**CHALLENGE**
For each statement, decide whether the piece on calendars and values agrees with it. Answer yes or no, and quote the words of the text that decide it. 1. The writer aims to connect with one of the kids every week. 2. The writer aims to see closest friends face-to-face once a week. 3. The writer and spouse aim for a date night once a month.

**PASSAGE TO READ**
----

#9: What Your Calendar Reveals About Your Values
When was the last time you looked at your values and actually felt convicted?
I created my personal core values years ago.
Read them every day. Have most of them memorized. Use them as a decision-making compass. They are so ingrained in me that I can’t live any other way.
To go outside of my values is failure. To live within them is success.
The Reality Gap
If only it were that easy.
Though I do seek to live my values in everything, in the day-to-day scramble of life, it’s easy to lose sight of them or default to an easier option. I’m not perfect, and I’m not always going to get it right.
Neither are you.
The urgent question you need to ask is, am I moving closer and closer to the person I want to be or drifting further away?
Values aren't just reminders. They're the architecture of your soul. When you live disconnected from them, you feel it—even when everything looks successful on the outside.
Knowing your values is a good start, but living by them requires intentionality.
Values In Action
Let me show you what this looks like in real life—the messy, trackable, accountable version.
One of my personal values is “Intentional,” which simply means to do something by design. In my case, this primarily refers to my relationships. Because values without action are just nice words, I define it as an action, “I create thriving relationships by being an intentional husband, father, and friend.”
But that’s still not enough. Here are some specific behaviors I practice in order to be intentional with my most important relationships:
Wife - We aim to talk three times per week for at least 30 minutes, a bi-weekly date night, an entire day together quarterly, and a yearly getaway.
Kids - I aim to intentionally connect with one of my kids each week. That could be an outing with one of them, watching a show, or just knocking on their door to chat for a bit. They all happen to live at home right now, but as they move out, that will become a weekly phone call or touch point.
Friends - I aim to connect with my closest friends face-to-face once per month, and try to text them at least once in between. Living an hour away makes this harder, but that's exactly why I track it.

----

**DATASET**
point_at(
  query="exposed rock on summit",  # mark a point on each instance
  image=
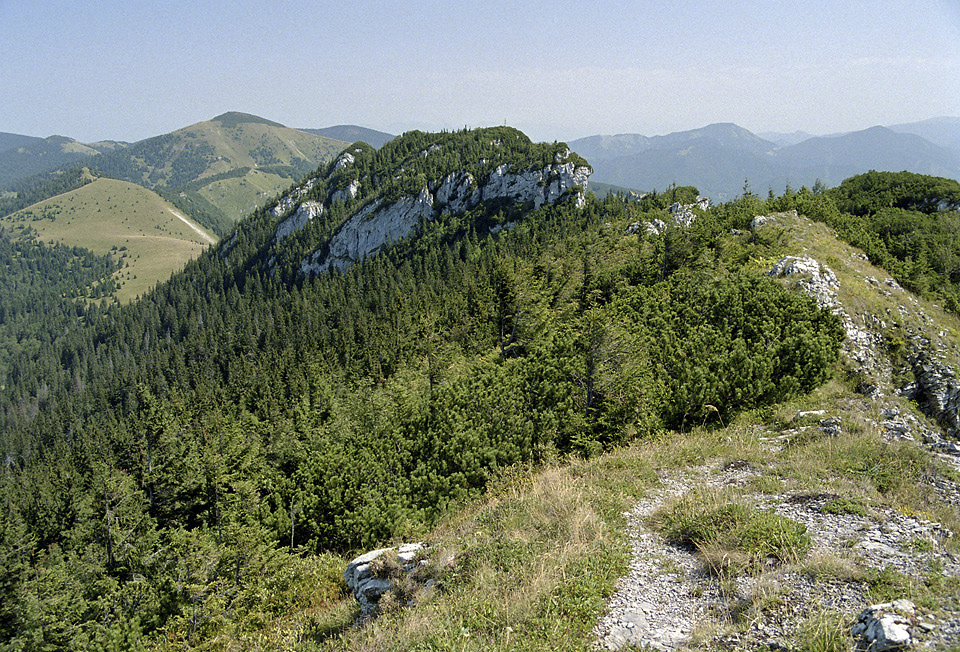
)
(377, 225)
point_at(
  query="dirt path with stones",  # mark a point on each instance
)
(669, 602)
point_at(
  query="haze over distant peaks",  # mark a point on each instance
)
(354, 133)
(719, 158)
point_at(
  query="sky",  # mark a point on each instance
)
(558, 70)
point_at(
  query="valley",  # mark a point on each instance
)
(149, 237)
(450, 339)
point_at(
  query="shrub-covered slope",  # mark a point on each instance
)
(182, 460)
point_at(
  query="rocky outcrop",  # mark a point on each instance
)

----

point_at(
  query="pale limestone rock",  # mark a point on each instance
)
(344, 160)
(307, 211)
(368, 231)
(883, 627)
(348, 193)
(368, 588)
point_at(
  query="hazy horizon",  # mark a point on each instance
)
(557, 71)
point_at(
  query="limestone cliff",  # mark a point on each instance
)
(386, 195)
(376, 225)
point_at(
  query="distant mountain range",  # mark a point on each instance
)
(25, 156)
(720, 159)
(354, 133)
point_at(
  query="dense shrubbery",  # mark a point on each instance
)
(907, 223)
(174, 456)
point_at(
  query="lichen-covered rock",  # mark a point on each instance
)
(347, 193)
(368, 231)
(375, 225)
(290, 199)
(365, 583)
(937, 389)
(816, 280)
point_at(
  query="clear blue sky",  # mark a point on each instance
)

----

**RESULT**
1. Yes: "I aim to intentionally connect with one of my kids each week."
2. No: "I aim to connect with my closest friends face-to-face once per month"
3. No: "a bi-weekly date night"